Work required. Which lines run from the line with "positive clicks: (289, 127) (294, 130)" through the line with "negative clicks: (284, 142)" in the entries below? Print them exactly, both ends included, and nothing more.

Data items
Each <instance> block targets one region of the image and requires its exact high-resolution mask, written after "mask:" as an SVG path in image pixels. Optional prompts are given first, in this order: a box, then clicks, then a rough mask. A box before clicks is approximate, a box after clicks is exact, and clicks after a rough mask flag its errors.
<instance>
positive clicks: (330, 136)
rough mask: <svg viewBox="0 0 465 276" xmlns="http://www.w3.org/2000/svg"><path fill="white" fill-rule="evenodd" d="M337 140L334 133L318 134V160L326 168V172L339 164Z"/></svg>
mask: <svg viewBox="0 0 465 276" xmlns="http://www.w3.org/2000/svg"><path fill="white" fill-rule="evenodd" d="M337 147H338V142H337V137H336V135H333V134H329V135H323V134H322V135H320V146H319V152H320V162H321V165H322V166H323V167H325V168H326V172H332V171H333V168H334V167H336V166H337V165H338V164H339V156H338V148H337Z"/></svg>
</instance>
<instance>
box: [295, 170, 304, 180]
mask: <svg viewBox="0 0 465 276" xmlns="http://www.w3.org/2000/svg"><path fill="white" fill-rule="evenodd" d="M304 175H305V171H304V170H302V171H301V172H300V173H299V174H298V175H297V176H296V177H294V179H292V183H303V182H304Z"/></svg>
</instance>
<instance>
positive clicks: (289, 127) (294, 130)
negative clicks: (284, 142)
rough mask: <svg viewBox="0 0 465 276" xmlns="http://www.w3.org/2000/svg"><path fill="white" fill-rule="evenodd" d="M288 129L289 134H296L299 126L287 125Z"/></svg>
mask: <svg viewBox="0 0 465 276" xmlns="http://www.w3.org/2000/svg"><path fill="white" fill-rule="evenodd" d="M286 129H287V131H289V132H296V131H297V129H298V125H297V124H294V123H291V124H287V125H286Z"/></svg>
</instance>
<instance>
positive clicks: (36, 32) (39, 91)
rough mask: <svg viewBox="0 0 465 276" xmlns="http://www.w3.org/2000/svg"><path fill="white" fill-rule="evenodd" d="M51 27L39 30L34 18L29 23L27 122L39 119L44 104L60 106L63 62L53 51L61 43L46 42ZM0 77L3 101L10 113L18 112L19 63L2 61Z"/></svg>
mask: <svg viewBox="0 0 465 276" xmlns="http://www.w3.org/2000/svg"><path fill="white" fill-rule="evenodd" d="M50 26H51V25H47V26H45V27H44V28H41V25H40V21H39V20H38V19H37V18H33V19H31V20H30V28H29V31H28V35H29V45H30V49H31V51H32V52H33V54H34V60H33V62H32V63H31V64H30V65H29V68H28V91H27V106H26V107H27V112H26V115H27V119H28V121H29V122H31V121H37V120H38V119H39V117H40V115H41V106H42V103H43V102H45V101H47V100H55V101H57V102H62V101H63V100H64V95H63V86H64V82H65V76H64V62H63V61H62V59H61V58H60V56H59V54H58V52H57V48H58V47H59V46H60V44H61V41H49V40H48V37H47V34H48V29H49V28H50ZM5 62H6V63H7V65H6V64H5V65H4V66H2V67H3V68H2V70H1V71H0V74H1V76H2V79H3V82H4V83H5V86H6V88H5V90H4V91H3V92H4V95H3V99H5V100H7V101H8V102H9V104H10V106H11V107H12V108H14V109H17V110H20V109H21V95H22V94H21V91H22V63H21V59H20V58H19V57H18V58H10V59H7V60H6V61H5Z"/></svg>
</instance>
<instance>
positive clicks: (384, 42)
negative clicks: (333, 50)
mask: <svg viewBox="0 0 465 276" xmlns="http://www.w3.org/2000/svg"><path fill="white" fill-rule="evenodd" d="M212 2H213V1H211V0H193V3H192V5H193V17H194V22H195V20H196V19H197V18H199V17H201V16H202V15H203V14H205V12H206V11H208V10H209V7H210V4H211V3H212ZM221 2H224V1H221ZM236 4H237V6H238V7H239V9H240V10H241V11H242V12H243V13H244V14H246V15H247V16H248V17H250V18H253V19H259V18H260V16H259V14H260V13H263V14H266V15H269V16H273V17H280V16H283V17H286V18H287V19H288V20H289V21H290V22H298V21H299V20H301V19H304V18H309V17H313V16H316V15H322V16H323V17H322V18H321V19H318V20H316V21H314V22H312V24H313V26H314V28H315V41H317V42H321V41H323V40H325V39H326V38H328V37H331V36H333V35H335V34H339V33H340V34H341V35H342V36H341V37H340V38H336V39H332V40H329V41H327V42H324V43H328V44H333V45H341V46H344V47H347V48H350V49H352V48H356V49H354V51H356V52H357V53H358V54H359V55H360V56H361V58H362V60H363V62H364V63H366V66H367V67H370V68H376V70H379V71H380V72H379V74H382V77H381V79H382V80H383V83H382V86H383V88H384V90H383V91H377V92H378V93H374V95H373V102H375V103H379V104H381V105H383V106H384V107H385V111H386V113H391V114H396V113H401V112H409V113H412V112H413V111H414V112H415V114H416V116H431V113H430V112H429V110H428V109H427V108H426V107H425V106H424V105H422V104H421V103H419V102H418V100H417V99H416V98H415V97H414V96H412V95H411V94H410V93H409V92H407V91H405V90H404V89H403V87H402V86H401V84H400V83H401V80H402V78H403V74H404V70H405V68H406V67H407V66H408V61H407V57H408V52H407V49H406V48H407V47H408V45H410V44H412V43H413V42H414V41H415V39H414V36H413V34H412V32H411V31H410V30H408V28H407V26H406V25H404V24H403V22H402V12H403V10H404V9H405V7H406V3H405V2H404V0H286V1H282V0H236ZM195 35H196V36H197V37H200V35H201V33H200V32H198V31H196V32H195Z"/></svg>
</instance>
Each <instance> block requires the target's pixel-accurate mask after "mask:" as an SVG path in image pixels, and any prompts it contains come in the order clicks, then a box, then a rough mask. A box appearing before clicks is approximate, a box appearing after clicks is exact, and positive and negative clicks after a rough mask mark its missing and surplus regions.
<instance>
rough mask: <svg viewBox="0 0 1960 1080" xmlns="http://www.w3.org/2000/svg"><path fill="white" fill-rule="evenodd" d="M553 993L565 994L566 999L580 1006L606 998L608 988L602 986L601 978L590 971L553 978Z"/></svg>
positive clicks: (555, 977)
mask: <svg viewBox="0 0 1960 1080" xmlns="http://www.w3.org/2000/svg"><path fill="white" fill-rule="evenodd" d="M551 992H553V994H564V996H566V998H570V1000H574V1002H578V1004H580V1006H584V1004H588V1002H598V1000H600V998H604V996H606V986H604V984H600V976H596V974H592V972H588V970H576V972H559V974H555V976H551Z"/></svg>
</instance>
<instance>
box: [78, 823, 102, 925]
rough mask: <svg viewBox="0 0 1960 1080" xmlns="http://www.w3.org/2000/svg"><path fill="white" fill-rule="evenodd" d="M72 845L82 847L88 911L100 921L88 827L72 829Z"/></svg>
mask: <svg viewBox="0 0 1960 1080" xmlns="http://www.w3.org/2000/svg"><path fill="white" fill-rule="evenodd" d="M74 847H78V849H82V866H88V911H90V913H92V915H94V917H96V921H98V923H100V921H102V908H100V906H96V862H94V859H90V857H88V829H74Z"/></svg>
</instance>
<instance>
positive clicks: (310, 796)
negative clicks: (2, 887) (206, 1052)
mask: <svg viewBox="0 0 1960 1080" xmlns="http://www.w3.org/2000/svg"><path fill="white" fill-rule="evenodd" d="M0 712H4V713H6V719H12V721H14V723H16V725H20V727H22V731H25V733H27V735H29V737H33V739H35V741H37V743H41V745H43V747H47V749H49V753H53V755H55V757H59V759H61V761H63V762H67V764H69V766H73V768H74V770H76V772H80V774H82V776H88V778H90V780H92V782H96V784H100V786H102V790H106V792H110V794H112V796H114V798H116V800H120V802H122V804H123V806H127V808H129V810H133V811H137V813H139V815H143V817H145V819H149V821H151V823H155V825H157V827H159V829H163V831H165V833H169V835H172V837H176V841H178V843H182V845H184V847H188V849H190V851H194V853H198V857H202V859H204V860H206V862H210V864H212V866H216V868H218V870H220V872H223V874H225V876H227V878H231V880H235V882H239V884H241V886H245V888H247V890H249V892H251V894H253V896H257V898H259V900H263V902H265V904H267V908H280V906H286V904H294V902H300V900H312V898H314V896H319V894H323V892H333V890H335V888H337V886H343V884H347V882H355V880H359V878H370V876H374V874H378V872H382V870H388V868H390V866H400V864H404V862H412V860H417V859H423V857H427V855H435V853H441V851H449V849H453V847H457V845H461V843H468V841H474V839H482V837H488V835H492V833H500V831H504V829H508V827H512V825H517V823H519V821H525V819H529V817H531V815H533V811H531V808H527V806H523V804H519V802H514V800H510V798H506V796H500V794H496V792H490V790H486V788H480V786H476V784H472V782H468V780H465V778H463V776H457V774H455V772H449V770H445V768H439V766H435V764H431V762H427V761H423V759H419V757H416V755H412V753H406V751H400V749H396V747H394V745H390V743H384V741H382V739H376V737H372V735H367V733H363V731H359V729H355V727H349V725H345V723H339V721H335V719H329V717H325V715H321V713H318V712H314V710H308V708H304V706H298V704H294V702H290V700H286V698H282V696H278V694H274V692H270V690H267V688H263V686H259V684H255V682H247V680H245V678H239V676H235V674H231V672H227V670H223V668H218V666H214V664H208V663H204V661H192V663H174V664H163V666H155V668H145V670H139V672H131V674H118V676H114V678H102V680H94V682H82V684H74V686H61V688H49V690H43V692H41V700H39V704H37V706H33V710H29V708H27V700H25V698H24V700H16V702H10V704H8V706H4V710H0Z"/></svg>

Output.
positive clicks: (289, 127) (294, 130)
negative clicks: (284, 142)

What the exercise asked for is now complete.